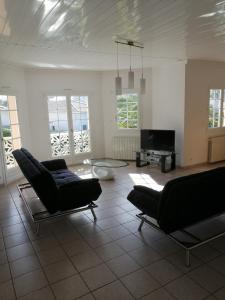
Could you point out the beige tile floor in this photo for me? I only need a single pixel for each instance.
(75, 258)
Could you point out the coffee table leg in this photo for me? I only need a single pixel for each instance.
(103, 173)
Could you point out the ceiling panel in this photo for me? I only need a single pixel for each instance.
(80, 34)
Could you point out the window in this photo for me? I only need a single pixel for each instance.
(127, 111)
(69, 125)
(216, 108)
(10, 129)
(58, 125)
(80, 118)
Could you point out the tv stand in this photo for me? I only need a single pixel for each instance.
(148, 157)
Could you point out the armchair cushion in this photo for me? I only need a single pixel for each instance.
(145, 199)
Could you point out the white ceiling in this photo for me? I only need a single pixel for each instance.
(80, 34)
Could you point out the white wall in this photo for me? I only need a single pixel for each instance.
(41, 83)
(12, 81)
(109, 105)
(200, 77)
(168, 97)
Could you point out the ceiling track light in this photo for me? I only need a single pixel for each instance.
(118, 79)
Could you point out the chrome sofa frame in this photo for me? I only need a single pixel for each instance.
(188, 246)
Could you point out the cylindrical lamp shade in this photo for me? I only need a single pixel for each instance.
(118, 83)
(130, 79)
(142, 86)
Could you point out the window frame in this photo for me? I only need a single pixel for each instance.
(11, 93)
(125, 92)
(221, 108)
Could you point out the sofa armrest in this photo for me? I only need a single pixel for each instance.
(55, 164)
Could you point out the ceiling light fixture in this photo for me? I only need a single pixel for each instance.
(118, 79)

━━━━━━

# Instructions for the task:
Set down, exactly and only, the lines running from the one holding "Could you point out the ceiling track" through the end of the records above, both ends included.

# Response area:
Could you point out the ceiling track light in this photo for me? I only need a single pixel for each instance.
(118, 79)
Could you point out the chrome sofa frame in this photo for me? I only need a single pixel for each instance.
(188, 246)
Could you point out the cylindrical lamp shade in this photo for me? I only need a single pixel for each instance.
(118, 83)
(130, 79)
(142, 86)
Could you point out the window frame in this photo for me? I only need a single pixel for each instance.
(11, 93)
(125, 92)
(221, 108)
Could you point out the sofa armrest in this photo for me? I only need a single pixel for each instance.
(55, 164)
Could you point out the ceiling light fixture in this photo for me? I only need a single pixel for each instance.
(118, 79)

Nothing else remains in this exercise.